»»
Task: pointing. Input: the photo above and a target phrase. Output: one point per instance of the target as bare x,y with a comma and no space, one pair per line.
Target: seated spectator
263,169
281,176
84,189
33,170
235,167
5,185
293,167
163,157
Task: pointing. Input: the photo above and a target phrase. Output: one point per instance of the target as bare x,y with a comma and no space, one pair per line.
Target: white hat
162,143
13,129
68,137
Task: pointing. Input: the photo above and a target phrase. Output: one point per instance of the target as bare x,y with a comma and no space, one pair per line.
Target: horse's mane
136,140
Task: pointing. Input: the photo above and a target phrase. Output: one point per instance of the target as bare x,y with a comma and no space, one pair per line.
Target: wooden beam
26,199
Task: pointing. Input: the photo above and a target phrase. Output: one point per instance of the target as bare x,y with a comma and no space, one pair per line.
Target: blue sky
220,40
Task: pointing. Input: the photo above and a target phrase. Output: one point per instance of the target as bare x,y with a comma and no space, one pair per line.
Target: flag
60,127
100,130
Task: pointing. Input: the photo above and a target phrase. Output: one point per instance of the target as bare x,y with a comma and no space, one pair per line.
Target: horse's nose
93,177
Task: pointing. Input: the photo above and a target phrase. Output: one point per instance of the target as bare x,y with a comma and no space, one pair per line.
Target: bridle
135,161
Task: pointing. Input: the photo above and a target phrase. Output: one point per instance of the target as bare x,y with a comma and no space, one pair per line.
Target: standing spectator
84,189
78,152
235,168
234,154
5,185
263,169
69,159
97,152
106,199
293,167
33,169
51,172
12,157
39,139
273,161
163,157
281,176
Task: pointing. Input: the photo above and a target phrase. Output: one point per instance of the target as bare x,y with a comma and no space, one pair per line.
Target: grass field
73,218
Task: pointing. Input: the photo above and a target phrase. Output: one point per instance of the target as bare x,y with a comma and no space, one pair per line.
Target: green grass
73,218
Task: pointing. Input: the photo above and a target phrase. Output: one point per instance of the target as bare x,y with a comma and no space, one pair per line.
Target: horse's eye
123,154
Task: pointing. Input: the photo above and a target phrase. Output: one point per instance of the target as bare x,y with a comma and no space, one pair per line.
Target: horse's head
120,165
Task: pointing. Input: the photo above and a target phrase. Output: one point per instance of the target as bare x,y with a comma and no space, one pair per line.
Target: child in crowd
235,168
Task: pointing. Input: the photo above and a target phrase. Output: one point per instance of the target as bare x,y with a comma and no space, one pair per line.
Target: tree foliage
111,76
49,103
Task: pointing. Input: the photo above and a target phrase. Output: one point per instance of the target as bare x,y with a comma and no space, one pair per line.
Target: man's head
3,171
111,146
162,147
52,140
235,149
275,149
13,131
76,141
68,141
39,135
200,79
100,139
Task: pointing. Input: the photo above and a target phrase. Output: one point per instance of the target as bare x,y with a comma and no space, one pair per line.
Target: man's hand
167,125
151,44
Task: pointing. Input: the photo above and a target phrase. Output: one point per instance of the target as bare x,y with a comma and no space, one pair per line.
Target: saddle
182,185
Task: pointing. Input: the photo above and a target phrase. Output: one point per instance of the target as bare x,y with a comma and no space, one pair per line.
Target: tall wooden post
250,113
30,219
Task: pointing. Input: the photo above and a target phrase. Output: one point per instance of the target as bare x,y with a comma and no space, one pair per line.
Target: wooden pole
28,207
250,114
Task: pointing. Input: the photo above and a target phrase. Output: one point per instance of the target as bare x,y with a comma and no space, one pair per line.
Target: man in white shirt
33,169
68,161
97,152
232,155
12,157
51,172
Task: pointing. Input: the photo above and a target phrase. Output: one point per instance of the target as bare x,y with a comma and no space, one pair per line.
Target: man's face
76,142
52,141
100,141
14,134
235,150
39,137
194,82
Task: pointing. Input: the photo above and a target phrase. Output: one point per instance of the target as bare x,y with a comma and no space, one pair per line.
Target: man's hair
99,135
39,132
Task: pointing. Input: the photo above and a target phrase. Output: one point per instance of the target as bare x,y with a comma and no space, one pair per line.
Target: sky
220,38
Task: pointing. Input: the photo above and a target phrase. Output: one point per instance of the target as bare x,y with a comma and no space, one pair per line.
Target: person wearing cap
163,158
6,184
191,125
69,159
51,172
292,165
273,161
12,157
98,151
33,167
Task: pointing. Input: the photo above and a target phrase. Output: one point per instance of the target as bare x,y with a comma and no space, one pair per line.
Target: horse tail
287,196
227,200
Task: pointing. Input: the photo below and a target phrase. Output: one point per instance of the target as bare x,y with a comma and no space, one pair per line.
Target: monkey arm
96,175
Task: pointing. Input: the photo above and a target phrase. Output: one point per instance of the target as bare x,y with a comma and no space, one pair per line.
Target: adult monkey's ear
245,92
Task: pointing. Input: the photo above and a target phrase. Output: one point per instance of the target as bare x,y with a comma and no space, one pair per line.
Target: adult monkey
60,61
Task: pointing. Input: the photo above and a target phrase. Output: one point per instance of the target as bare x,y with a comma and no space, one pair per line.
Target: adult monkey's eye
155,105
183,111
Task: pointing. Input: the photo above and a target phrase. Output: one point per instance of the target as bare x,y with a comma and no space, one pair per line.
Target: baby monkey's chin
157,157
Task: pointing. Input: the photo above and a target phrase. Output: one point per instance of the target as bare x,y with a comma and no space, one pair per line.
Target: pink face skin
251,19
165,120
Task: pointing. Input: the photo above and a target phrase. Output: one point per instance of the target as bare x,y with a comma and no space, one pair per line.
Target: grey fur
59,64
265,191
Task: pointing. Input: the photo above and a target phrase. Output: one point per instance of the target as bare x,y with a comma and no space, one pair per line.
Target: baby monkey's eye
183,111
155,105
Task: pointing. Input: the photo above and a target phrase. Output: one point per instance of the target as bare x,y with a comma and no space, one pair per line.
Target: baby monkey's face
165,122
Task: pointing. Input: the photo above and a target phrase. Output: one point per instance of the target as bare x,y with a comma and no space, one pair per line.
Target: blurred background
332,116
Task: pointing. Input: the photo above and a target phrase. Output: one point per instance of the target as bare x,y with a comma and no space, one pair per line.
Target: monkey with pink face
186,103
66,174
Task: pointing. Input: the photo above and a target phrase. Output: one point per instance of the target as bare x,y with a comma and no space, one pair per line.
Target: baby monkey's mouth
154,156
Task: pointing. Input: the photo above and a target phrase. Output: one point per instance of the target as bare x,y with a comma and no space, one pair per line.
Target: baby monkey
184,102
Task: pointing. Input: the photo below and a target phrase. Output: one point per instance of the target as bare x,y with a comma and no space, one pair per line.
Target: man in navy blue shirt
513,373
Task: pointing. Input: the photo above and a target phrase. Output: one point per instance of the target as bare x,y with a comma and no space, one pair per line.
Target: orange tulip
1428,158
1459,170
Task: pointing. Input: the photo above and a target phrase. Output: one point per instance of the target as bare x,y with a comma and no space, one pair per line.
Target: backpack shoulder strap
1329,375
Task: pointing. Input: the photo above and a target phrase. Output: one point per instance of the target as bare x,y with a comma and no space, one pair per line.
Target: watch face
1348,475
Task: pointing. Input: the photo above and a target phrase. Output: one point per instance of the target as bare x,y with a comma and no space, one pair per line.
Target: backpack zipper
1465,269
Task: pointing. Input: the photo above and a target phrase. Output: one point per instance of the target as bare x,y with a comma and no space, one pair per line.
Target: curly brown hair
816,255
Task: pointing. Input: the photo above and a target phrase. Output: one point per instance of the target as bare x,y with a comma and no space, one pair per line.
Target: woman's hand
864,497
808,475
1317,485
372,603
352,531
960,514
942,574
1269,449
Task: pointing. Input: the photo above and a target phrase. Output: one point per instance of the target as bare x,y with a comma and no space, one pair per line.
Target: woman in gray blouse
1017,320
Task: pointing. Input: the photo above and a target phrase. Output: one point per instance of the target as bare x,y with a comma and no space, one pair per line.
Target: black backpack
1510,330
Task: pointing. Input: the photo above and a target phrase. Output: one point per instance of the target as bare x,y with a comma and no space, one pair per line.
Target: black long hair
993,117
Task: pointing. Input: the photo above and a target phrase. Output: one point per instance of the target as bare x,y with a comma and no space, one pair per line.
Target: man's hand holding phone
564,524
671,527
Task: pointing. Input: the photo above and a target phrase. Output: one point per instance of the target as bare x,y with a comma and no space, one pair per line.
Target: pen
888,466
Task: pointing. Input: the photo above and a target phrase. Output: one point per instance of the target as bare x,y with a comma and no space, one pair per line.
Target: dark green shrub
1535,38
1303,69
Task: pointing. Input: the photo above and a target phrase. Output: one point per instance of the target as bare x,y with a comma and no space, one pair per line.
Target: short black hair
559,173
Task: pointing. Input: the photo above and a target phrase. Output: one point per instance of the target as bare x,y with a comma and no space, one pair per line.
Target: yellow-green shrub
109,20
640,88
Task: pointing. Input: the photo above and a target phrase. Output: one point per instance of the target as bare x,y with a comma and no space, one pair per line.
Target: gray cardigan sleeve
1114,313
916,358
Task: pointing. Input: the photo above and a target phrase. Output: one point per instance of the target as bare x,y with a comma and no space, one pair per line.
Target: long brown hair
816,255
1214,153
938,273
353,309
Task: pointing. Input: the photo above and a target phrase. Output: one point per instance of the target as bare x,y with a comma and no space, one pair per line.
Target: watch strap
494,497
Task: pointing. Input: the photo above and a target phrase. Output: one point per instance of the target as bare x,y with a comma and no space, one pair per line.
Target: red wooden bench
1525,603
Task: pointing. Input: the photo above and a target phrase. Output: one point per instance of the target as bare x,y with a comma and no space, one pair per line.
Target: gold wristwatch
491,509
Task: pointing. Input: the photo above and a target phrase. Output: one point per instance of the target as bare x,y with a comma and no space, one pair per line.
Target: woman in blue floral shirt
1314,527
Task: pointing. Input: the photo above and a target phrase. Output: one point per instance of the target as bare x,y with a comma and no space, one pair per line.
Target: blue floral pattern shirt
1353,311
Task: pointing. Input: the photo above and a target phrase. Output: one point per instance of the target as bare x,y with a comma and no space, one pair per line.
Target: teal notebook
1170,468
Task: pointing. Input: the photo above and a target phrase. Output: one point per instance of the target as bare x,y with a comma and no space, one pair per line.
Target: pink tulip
««
### WHAT YOU WILL DO:
Reprint exactly, and only, the lines running from the one containing "Target: woman in blue floral shirt" through the last line of the listing above.

### SOLUTION FOR THIS EXERCISE:
Target: woman in blue floral shirt
1314,527
Task: pointing. Input: the photo above and a target phrase. Output: one point per instance of the target as bare x,y with a comma and no space, one pair per line.
Target: blue floral pattern shirt
1353,311
Task: pointing. Input: the photo above and a target phrase. Output: one point per instance of the target as bare x,y with a comma and no space, one pair per line.
Target: teal notebook
1170,468
Task: pointing. Input: the photo above and a target phrase. Output: one point per instance of the target as bare x,y with a comma and no space, one pair per line.
Target: pink tulip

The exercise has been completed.